(Records from a data collection)

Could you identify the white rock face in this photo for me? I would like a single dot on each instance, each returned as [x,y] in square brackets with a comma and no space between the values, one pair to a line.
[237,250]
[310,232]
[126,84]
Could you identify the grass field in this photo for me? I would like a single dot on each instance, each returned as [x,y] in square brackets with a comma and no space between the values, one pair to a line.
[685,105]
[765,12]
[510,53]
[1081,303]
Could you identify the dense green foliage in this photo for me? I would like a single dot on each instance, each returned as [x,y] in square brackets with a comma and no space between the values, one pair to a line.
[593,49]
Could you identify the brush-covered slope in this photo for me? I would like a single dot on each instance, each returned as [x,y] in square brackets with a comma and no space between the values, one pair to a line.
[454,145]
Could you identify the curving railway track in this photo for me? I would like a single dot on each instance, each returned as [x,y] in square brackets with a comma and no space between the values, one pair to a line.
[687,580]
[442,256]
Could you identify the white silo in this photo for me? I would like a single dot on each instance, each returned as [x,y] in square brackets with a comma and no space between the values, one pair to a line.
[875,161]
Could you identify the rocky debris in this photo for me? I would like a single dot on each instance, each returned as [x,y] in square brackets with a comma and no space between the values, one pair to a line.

**HOW TO COMPLETE THIS TASK:** Using the records above, please repeat the line with "Could you identify the dense" and every line after it exactly, and give no other text.

**RESPONSE TO THIS EXERCISE:**
Could you identify the dense green foliage in this photo for me? I would like a single dot on each instance, each returned as [x,y] in square brackets with a comma and no space between the values, one pair to a line.
[593,49]
Could you identify the brush-covered slope in this photo for me? I would like a single dot on each instance, each returned as [x,y] in square brackets with a comma and no space between the values, one pair to a line.
[454,145]
Could you identify the curving railway track in this photo for me? I would like a single dot on each instance, each returned as [x,y] in square brackets with a comma and no space between the values, one pair to a line.
[687,580]
[442,256]
Could you identify the white silo in this photo for me? I would like a single dot on each instance, each returned as [x,y] in square brackets with a comma and no space between the values, one pair to a line.
[875,161]
Could you identify the rocky debris in this photo for me? I would like a single dot on each instance, each returned as [x,y] in square brackets with a comma and no space between the values, one pair to a line.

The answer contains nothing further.